The Pluses and Minuses of Perceived Slyness, Stuffed Sinuses, and Coronaviruses, by Doug “Uncola” Lynn

Doug “Uncola” Lynn casts a skeptical eye on what passes for reporting on the coronavirus. From Lynn at theburningplatform.com:

First of all, I am no doctor. Nor have I played one on TV. But, let’s be honest, we’ve all seen movies like Contagion, World War Z, Outbreak, 12 Monkeys, I Am Legend, and 28 Days Later.  They all contain certain similarities. It starts slowly with Patient Zero, either man or animal, and then momentum builds until realization rolls over the globe like a wave. People drop like flies in a fumigated room, as chaos delivers anarchy until only a small remnant survives – usually scientists or sometimes the most attractive members of a U.N. contingency team or, at the very least, average Joes and Janes are left to repopulate the earth.

Occasionally in the stories, the global pandemic occurs in real-time.  But, in other instances, the destruction, decimation and depopulation are set to fast-forward during the opening credits and exclaimed by increasingly horrified news reporters terrified at their particular plague’s acceleration – or –  the tale is sometimes told via flashbacks in the narrative to explain what happened.

One of my personal favorites of the contagiously post-apocalyptical genre is a book written by horror author, Stephen King, called “The Stand”.  The now-classic novel of good versus evil was also made into a television and comic book series.  The narrative depicted the breakdown of American society following the inadvertent airborne dispensation of a mutant flu virus from a military laboratory in Texas.  In a short time, the virus killed 99.4% of the global population.
+--
* [ASSIGNMENT A]:
In the coronavirus article, what share of the global population does the virus kill in "The Stand"?
* [ASSIGNMENT B]:
Rewrite the coronavirus article from "One of my personal" to "the global population.", replacing "military laboratory" with "research facility".

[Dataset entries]
+--
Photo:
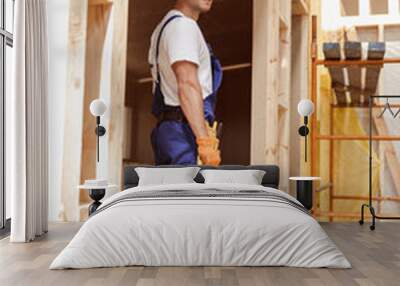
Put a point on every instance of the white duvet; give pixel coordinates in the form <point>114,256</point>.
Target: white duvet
<point>200,232</point>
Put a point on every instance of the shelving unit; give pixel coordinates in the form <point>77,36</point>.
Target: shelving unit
<point>350,95</point>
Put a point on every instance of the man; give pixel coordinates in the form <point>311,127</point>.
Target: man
<point>186,77</point>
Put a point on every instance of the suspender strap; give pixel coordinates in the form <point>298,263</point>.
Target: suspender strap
<point>158,44</point>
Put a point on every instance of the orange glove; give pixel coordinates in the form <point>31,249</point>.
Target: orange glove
<point>208,151</point>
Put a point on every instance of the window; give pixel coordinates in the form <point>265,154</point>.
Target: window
<point>6,44</point>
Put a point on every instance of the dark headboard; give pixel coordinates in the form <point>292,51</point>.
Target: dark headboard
<point>271,177</point>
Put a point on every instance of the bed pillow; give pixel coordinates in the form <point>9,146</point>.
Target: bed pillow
<point>166,176</point>
<point>248,177</point>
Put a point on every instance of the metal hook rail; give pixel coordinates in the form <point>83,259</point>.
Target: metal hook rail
<point>369,205</point>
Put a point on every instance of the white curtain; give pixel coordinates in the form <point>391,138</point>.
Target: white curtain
<point>27,121</point>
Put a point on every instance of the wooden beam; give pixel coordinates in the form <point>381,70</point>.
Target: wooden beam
<point>264,121</point>
<point>97,23</point>
<point>332,52</point>
<point>352,51</point>
<point>358,137</point>
<point>365,198</point>
<point>299,87</point>
<point>100,2</point>
<point>365,63</point>
<point>300,7</point>
<point>117,99</point>
<point>71,164</point>
<point>376,51</point>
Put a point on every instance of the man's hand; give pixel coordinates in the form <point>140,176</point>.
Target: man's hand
<point>208,151</point>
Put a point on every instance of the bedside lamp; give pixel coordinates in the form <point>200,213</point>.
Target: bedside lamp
<point>98,108</point>
<point>305,108</point>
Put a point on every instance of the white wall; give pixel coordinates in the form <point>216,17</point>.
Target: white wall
<point>58,11</point>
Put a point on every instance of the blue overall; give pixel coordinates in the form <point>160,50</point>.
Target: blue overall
<point>173,141</point>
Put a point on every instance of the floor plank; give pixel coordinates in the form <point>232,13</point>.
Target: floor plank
<point>375,257</point>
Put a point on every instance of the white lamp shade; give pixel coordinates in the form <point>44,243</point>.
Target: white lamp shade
<point>305,107</point>
<point>98,107</point>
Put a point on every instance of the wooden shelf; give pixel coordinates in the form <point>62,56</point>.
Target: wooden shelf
<point>100,2</point>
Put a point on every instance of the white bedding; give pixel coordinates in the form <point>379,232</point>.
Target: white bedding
<point>204,231</point>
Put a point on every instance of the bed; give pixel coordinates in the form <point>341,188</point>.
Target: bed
<point>197,224</point>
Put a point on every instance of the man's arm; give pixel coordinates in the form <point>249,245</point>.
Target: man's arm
<point>190,96</point>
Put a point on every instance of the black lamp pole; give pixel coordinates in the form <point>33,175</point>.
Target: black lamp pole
<point>304,131</point>
<point>100,131</point>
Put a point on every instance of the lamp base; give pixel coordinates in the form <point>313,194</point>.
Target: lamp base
<point>304,131</point>
<point>100,130</point>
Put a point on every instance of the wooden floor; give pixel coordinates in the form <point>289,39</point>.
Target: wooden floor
<point>375,257</point>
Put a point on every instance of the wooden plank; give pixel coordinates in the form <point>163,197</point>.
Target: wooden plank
<point>376,51</point>
<point>265,74</point>
<point>299,88</point>
<point>117,99</point>
<point>332,53</point>
<point>71,164</point>
<point>97,23</point>
<point>352,51</point>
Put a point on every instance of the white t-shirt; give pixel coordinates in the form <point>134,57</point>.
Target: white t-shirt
<point>182,40</point>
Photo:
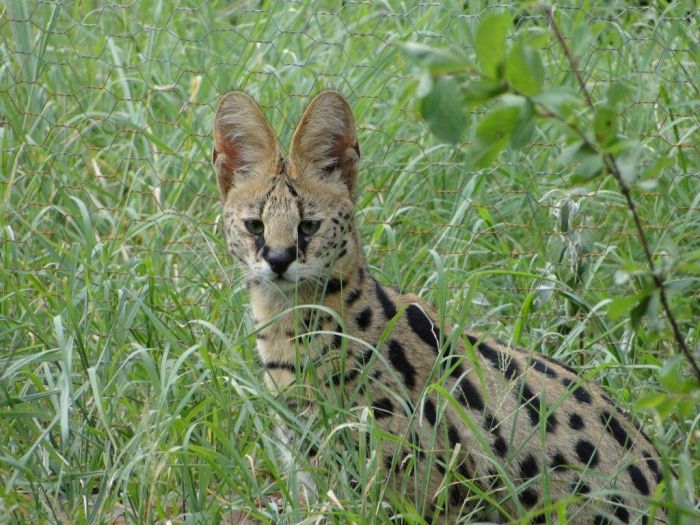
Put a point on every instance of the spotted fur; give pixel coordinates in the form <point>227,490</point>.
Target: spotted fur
<point>539,421</point>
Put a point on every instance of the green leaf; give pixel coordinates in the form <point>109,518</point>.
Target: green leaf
<point>639,311</point>
<point>524,131</point>
<point>442,110</point>
<point>651,400</point>
<point>524,70</point>
<point>437,61</point>
<point>559,100</point>
<point>479,91</point>
<point>620,306</point>
<point>658,166</point>
<point>617,92</point>
<point>590,162</point>
<point>493,134</point>
<point>671,376</point>
<point>491,43</point>
<point>605,125</point>
<point>628,161</point>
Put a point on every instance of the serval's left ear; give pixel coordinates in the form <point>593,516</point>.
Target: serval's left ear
<point>325,143</point>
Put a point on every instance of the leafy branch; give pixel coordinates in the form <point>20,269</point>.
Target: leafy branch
<point>515,76</point>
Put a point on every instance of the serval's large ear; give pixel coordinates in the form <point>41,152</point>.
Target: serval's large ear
<point>325,143</point>
<point>244,144</point>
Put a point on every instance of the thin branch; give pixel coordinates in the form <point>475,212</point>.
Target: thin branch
<point>612,167</point>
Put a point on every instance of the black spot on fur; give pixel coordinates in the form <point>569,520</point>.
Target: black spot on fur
<point>528,467</point>
<point>348,377</point>
<point>576,421</point>
<point>423,327</point>
<point>280,365</point>
<point>397,357</point>
<point>440,463</point>
<point>640,482</point>
<point>333,285</point>
<point>364,318</point>
<point>578,486</point>
<point>491,424</point>
<point>542,368</point>
<point>469,395</point>
<point>612,425</point>
<point>621,512</point>
<point>429,410</point>
<point>558,462</point>
<point>586,452</point>
<point>500,446</point>
<point>383,407</point>
<point>528,497</point>
<point>337,340</point>
<point>532,404</point>
<point>653,466</point>
<point>456,494</point>
<point>453,436</point>
<point>353,296</point>
<point>579,392</point>
<point>387,305</point>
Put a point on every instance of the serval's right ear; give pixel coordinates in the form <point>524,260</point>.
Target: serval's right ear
<point>244,144</point>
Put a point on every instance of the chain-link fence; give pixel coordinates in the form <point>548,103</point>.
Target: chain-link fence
<point>109,200</point>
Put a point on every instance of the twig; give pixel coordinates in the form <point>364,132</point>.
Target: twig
<point>611,165</point>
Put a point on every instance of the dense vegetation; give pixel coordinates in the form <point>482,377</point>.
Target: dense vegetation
<point>129,386</point>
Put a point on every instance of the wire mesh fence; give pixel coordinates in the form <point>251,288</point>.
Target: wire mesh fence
<point>109,199</point>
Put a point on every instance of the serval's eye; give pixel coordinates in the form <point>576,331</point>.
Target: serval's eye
<point>254,226</point>
<point>309,227</point>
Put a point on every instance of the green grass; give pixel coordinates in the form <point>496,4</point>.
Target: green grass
<point>129,384</point>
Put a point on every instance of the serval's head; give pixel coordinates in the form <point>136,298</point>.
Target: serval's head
<point>289,222</point>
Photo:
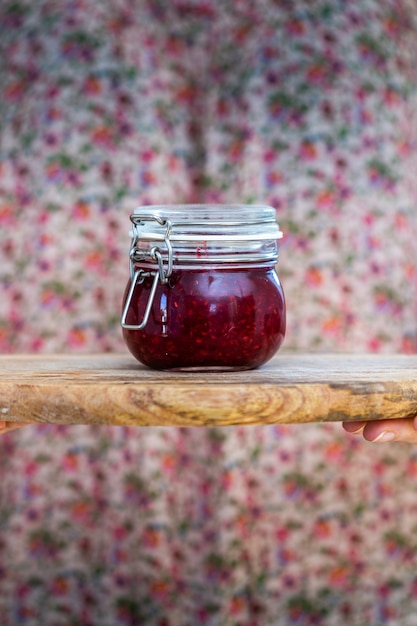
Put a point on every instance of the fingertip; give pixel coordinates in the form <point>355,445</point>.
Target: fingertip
<point>354,428</point>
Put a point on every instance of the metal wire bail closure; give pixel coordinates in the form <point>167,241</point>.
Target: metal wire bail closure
<point>138,276</point>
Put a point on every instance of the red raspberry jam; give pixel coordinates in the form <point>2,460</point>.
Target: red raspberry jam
<point>203,291</point>
<point>209,319</point>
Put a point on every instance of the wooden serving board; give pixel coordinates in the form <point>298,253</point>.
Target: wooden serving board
<point>292,388</point>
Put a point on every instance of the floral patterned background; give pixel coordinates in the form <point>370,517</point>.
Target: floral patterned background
<point>308,106</point>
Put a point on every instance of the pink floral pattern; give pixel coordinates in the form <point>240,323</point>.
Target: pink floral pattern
<point>310,107</point>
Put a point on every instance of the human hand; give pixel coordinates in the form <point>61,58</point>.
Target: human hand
<point>6,427</point>
<point>381,431</point>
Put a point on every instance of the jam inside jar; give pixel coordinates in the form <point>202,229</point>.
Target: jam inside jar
<point>203,292</point>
+--
* [EXPECTED ANSWER A]:
99.4%

* [EXPECTED ANSWER B]:
One of my personal favorites of the contagiously post-apocalyptical genre is a book written by horror author, Stephen King, called “The Stand”.  The now-classic novel of good versus evil was also made into a television and comic book series.  The narrative depicted the breakdown of American society following the inadvertent airborne dispensation of a mutant flu virus from a research facility in Texas.  In a short time, the virus killed 99.4% of the global population.